• **EXERCISE PROMPT**: Every entry must reappear in your answer exactly as written, though its pictures must not.

(RECORDED INFORMATION Opens)

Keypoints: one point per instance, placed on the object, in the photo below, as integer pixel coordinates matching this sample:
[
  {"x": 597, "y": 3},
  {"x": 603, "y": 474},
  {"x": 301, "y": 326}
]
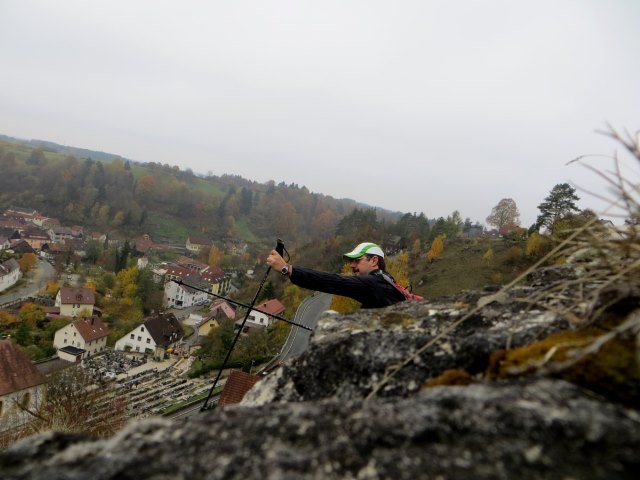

(RECORDED INFORMATION Closes)

• **RESPONSE TO THIS EXERCISE**:
Keypoints: one point per instance, placed on the object, in the photo below, as integer pixel coordinates matching this sample:
[
  {"x": 597, "y": 3},
  {"x": 603, "y": 474},
  {"x": 301, "y": 326}
]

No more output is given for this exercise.